- [What you should do]: Extend the news article below about the Florida felon voting-rights case, starting right after its final sentence.

- [Document passage]:
################

High court asked to lift stay in felons voting case

felon-voting-rights-large
Arguments in the case are set for Aug. 18, the same day as Florida’s primary elections.

Plaintiffs in a Florida voting-rights case have asked the U.S. Supreme Court to vacate an appeals-court decision that would prevent hundreds of thousands of felons from registering and voting in next month’s primary elections and could keep them from casting ballots in November.

The 11th U.S. Circuit Court of Appeals last week put on hold a ruling by U.S. District Judge Robert Hinkle that found the state cannot deny voting rights to felons who cannot afford to pay court-ordered financial obligations associated with their convictions.

On Wednesday, the Atlanta-based appellate court scheduled arguments in the case for Aug. 18, the same day as Florida’s primary elections.

Plaintiffs’ lawyers hours later asked the U.S. Supreme Court to lift the appellate court’s stay of Hinkle’s ruling, “so that the August and November elections are not undermined by chaos and disenfranchisement.”

The legal wrangling comes in a challenge to the constitutionality of a 2019 Florida law that required felons to pay “legal financial obligations” — fines, fees, restitution and costs — associated with their convictions to be eligible to vote. The law, approved by Republican lawmakers and signed by Gov. Ron DeSantis, was aimed at carrying out a 2018 constitutional amendment that restored the voting rights of felons “who have completed all terms of their sentences, including parole and probation.”

In a May ruling, Hinkle laid out a process that would allow hundreds of thousands of felons who have outstanding court-ordered debt to be able to register and vote in the August primaries and Nov. 3 presidential election. DeSantis appealed the decision, and the 11th Circuit granted the governor’s rare move of seeking an “en banc,” or full court, initial review of the case. Three-judge panels almost always conduct initial reviews of federal appeals.

The Atlanta-based appellate court’s July 1 order also put a stay on Hinkle’s decision, as requested by DeSantis.

In Wednesday’s motion at the Supreme Court to vacate the stay, the plaintiffs’ lawyers argued that blocking Hinkle’s ruling from going into effect “creates chaos and confusion about who can and cannot vote, where a wrong guess creates the risk of criminal prosecution.”

“Not only has this thrown the election rules into chaos (with nearly one hundred thousand registered voters and three-quarters of a million citizens now uncertain of their eligibility to vote), it has revived the risk — and attendant chill — of prosecution for citizens who worry they will guess wrong about how much (if anything) they must pay to vote,” attorneys for the Campaign Legal Center wrote in Wednesday’s motion, which was joined by other organizations that are plaintiffs in the case.

################

- [Data rows]:
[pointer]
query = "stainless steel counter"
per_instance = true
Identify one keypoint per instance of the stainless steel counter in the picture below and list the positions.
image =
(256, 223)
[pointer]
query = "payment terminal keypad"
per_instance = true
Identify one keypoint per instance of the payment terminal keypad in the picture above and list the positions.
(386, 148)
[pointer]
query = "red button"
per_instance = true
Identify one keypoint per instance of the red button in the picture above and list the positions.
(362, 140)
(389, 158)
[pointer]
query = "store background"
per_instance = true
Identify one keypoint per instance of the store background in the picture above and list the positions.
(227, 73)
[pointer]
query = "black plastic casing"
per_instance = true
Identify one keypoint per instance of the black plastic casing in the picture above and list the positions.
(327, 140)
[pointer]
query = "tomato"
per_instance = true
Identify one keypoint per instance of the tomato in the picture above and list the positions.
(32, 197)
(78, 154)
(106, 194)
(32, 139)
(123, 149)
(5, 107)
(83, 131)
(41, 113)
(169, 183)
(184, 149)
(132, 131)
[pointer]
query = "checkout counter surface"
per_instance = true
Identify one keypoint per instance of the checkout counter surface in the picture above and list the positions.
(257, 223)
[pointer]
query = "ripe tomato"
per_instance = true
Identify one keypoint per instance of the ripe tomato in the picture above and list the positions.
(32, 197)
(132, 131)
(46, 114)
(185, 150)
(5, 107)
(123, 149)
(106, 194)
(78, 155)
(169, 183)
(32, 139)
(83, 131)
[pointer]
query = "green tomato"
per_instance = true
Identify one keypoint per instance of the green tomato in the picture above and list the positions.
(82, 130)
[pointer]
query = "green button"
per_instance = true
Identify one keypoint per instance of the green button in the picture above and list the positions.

################

- [Result below]:
The decision to put a stay on Hinkle’s ruling is contrary to a previous decision in the case that a panel of the 11th Circuit issued earlier this year, the lawyers argued.

In February, a three-judge panel upheld a preliminary injunction issued by Hinkle. The appeals court then refused the state’s request for a full court review of the panel’s decision.

“Consider the plight now thrust upon three-quarters of a million would-be voters,” the plaintiffs’ lawyers wrote on Wednesday. “In addition to having to guess (under threat of criminal prosecution) how much (if anything) they must pay to vote, now they must venture a second guess: which 11th Circuit decision tells them whether Florida may constitutionally require them to pay money they cannot afford in order to vote?”

The situation “is not tenable,” the lawyers added.

“Tens of thousands of people” already registered to vote have requested mail-in ballots, and absentee ballots are being sent to voters overseas, the lawyers said. Elections officials began sending domestic mail-in ballots to voters on Thursday.

“Supervisors of elections have no way to determine which among the millions of vote-by-mail applications should not be fulfilled pursuant to the Eleventh Circuit’s stay order, because the state has not yet determined for even a single voter whether they must pay to vote, and if so, how much,” the plaintiffs argued.

Testimony from county elections officials, clerks of court, felons and scholars throughout an eight-day trial in May spotlighted the difficulty in ascertaining whether people who were convicted of felonies owe money. Court records, especially in older cases, can be contradictory or incomplete. Databases are difficult to navigate. People sometimes have to pay to obtain the records.

In his May 24 ruling, Hinkle said the state “has shown a staggering inability to administer the pay-to-vote system.” His decision laid out a process that would allow the vast majority of felons to register and vote in the upcoming elections.

“The district court remedied the chaos inherent in the pay-to-vote system. The Eleventh Circuit resurrected that chaos, and then multiplied it,” the plaintiffs’ wrote Wednesday.

To bolster their argument, the plaintiffs pointed to a previous U.S. Supreme Court decision in a case known as Purcell v. Gonzalez. The so-called “Purcell Principle” established that courts should be wary of making changes to elections rules in the period leading up to the election, to avoid confusion for voters and elections officials.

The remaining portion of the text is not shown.